_TASK DIRECTIONS_
Quote all of the data below word for word, leaving out the pictures.

(Shape labeling data)
****************

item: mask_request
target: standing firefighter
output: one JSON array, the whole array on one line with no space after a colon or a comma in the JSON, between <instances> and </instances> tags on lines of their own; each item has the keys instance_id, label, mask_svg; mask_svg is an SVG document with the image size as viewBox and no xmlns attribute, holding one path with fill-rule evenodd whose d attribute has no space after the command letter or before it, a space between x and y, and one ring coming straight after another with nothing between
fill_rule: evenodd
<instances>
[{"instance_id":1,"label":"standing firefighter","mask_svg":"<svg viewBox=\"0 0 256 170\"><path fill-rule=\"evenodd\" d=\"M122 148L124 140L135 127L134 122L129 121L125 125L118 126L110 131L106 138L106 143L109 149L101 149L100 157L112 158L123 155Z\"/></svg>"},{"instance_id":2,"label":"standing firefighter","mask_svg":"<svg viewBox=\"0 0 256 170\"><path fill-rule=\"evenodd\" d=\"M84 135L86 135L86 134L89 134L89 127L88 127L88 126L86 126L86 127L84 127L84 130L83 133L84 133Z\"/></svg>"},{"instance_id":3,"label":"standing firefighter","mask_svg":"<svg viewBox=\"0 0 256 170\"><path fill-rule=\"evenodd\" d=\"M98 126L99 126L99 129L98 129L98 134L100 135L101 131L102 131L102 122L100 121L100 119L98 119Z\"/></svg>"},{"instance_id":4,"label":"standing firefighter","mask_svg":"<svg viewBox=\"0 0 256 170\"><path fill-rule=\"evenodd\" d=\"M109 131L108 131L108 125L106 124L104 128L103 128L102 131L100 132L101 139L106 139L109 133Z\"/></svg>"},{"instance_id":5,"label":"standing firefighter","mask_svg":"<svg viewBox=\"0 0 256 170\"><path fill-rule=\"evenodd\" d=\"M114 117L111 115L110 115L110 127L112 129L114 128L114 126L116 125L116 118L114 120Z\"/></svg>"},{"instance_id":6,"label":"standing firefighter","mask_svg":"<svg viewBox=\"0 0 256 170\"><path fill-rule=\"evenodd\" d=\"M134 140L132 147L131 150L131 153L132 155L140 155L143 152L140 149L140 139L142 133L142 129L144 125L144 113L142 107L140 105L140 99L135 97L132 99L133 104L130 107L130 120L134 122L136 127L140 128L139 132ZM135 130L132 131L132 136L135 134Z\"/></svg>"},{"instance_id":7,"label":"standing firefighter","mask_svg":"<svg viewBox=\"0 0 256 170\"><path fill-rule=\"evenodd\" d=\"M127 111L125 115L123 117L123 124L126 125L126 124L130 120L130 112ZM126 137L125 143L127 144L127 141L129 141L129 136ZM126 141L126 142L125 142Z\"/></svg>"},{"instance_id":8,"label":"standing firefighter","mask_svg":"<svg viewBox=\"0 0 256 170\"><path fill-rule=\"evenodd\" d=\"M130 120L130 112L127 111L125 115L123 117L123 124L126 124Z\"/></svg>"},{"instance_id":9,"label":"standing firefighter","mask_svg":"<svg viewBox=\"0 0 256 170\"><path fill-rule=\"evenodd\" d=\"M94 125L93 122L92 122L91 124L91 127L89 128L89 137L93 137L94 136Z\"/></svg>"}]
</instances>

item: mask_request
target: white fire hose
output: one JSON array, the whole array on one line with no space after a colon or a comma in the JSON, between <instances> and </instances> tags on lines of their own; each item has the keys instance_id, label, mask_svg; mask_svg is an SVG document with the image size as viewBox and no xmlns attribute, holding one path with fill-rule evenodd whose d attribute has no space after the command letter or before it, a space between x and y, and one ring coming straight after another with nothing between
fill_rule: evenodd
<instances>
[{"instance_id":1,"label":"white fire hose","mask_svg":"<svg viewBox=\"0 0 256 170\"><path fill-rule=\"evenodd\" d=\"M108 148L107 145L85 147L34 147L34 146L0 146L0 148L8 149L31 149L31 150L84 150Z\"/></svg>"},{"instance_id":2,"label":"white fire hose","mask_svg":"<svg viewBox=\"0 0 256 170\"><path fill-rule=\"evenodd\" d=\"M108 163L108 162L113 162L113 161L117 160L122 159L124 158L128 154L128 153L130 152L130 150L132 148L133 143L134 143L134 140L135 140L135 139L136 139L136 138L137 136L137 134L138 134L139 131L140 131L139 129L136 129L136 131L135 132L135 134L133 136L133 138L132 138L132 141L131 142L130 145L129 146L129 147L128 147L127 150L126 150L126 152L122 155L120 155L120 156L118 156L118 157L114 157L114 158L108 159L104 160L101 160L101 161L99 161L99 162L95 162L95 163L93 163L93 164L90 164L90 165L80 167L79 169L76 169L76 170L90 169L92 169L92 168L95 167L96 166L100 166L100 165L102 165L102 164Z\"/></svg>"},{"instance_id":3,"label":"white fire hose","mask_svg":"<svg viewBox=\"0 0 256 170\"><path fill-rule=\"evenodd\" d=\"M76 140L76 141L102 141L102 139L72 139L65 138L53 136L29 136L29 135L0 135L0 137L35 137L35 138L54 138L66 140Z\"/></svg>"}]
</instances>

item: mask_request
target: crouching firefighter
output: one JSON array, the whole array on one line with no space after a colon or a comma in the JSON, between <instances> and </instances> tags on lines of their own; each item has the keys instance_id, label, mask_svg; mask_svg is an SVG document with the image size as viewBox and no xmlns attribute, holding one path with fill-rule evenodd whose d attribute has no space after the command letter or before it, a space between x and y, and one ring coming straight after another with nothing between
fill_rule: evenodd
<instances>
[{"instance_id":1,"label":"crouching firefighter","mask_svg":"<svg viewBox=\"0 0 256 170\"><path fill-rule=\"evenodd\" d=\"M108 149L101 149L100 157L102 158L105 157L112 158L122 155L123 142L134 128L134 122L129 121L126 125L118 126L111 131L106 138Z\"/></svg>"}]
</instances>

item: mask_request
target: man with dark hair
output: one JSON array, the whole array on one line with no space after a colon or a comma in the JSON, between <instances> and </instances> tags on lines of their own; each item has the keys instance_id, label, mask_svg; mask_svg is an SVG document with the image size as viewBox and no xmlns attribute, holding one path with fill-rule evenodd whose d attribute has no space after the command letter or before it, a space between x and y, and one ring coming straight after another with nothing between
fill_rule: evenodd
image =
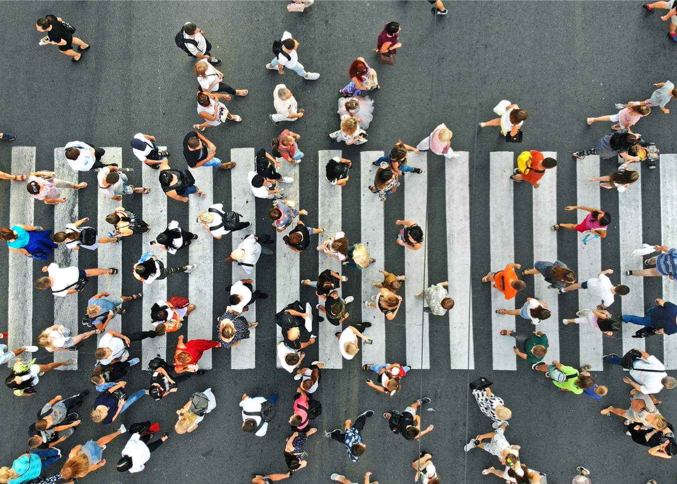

****************

_RESPONSE TO THIS EXERCISE_
item: mask_request
target: standing firefighter
output: one JSON array, the whole array on one line with no space after a colon or a comma in the JSON, between <instances> and </instances> tags on lines of their own; each item has the keys instance_id, label, mask_svg; mask_svg is an SVG document with the image size as viewBox and no xmlns attribute, holding one path with fill-rule evenodd whose d attribute has no space after the command letter or before it, a space between x and y, and one ring coming straight after another with nothing between
fill_rule: evenodd
<instances>
[{"instance_id":1,"label":"standing firefighter","mask_svg":"<svg viewBox=\"0 0 256 170\"><path fill-rule=\"evenodd\" d=\"M122 148L124 140L135 127L134 122L129 121L125 125L118 126L110 131L106 138L106 143L109 149L101 149L100 157L112 158L123 155Z\"/></svg>"},{"instance_id":2,"label":"standing firefighter","mask_svg":"<svg viewBox=\"0 0 256 170\"><path fill-rule=\"evenodd\" d=\"M84 135L86 135L86 134L89 134L89 127L88 127L88 126L86 126L86 127L84 127L84 130L83 133L84 133Z\"/></svg>"},{"instance_id":3,"label":"standing firefighter","mask_svg":"<svg viewBox=\"0 0 256 170\"><path fill-rule=\"evenodd\" d=\"M98 126L99 126L99 129L98 129L98 134L100 135L101 131L102 131L102 122L100 121L100 119L98 119Z\"/></svg>"},{"instance_id":4,"label":"standing firefighter","mask_svg":"<svg viewBox=\"0 0 256 170\"><path fill-rule=\"evenodd\" d=\"M109 131L108 131L108 125L106 124L104 128L103 128L102 131L100 132L101 139L106 139L109 133Z\"/></svg>"},{"instance_id":5,"label":"standing firefighter","mask_svg":"<svg viewBox=\"0 0 256 170\"><path fill-rule=\"evenodd\" d=\"M114 117L111 115L110 115L110 127L112 129L114 128L114 126L116 125L116 118L114 120Z\"/></svg>"},{"instance_id":6,"label":"standing firefighter","mask_svg":"<svg viewBox=\"0 0 256 170\"><path fill-rule=\"evenodd\" d=\"M134 140L132 147L131 150L131 153L132 155L140 155L143 152L140 149L140 139L142 133L142 129L144 125L144 113L142 107L140 105L140 99L135 97L132 99L133 104L130 107L130 120L134 122L136 127L140 128L139 132ZM135 130L132 131L132 136L135 134Z\"/></svg>"},{"instance_id":7,"label":"standing firefighter","mask_svg":"<svg viewBox=\"0 0 256 170\"><path fill-rule=\"evenodd\" d=\"M127 111L125 115L123 117L123 124L126 125L126 124L130 120L130 112ZM126 137L125 143L127 144L127 141L129 141L129 136ZM126 141L126 142L125 142Z\"/></svg>"},{"instance_id":8,"label":"standing firefighter","mask_svg":"<svg viewBox=\"0 0 256 170\"><path fill-rule=\"evenodd\" d=\"M130 120L130 112L127 111L125 115L123 117L123 124L126 124Z\"/></svg>"},{"instance_id":9,"label":"standing firefighter","mask_svg":"<svg viewBox=\"0 0 256 170\"><path fill-rule=\"evenodd\" d=\"M94 125L93 122L92 122L91 124L91 127L89 128L89 137L93 137L94 136Z\"/></svg>"}]
</instances>

item: mask_request
target: white fire hose
output: one JSON array, the whole array on one line with no space after a colon or a comma in the JSON, between <instances> and </instances> tags on lines of their own; each item has the keys instance_id, label, mask_svg; mask_svg is an SVG document with the image size as viewBox and no xmlns attribute, holding one path with fill-rule evenodd whose d attribute has no space after the command letter or before it, a space between x and y, and one ring coming straight after another with nothing between
fill_rule: evenodd
<instances>
[{"instance_id":1,"label":"white fire hose","mask_svg":"<svg viewBox=\"0 0 256 170\"><path fill-rule=\"evenodd\" d=\"M108 148L107 145L85 147L34 147L34 146L0 146L0 148L8 149L31 149L31 150L84 150Z\"/></svg>"},{"instance_id":2,"label":"white fire hose","mask_svg":"<svg viewBox=\"0 0 256 170\"><path fill-rule=\"evenodd\" d=\"M108 163L108 162L113 162L113 161L117 160L122 159L124 158L128 154L128 153L130 152L130 150L132 148L133 143L134 143L134 140L135 140L135 139L136 139L136 138L137 136L137 134L138 134L139 131L140 131L139 129L136 129L136 131L135 132L135 134L133 136L133 138L132 138L132 141L131 142L130 145L129 146L129 147L128 147L127 150L126 150L126 152L122 155L120 155L120 156L118 156L118 157L114 157L114 158L108 159L104 160L101 160L101 161L99 161L99 162L95 162L95 163L93 163L93 164L90 164L90 165L80 167L79 169L76 169L76 170L90 169L92 169L92 168L95 167L96 166L100 166L100 165L102 165L102 164Z\"/></svg>"},{"instance_id":3,"label":"white fire hose","mask_svg":"<svg viewBox=\"0 0 256 170\"><path fill-rule=\"evenodd\" d=\"M76 140L76 141L102 141L102 139L72 139L65 138L53 136L29 136L29 135L0 135L0 137L35 137L35 138L54 138L66 140Z\"/></svg>"}]
</instances>

item: mask_request
target: crouching firefighter
output: one JSON array, the whole array on one line with no space after a colon or a comma in the JSON, between <instances> and </instances> tags on lines of their own; each item has the keys instance_id, label, mask_svg; mask_svg is an SVG document with the image size as viewBox and no xmlns attribute, holding one path with fill-rule evenodd whose d attribute has no space after the command letter or before it, a space between x and y, and one ring coming straight after another with nothing between
fill_rule: evenodd
<instances>
[{"instance_id":1,"label":"crouching firefighter","mask_svg":"<svg viewBox=\"0 0 256 170\"><path fill-rule=\"evenodd\" d=\"M108 149L101 149L100 157L102 158L105 157L112 158L122 155L123 142L134 128L134 122L129 121L126 125L118 126L111 131L106 138Z\"/></svg>"}]
</instances>

item: mask_request
target: man with dark hair
output: one JSON array, the whole array on one line with no space after a colon or a comma in the JSON, between <instances> and </instances> tags on lines of their own; each item has the keys instance_id, label, mask_svg; mask_svg is an SVG document with the image size as viewBox and no xmlns attribute, holding one path with fill-rule evenodd whose d attribute has no space after the command letter or before it, a space between x and y, and one ring coming straight after another with nothing between
fill_rule: evenodd
image =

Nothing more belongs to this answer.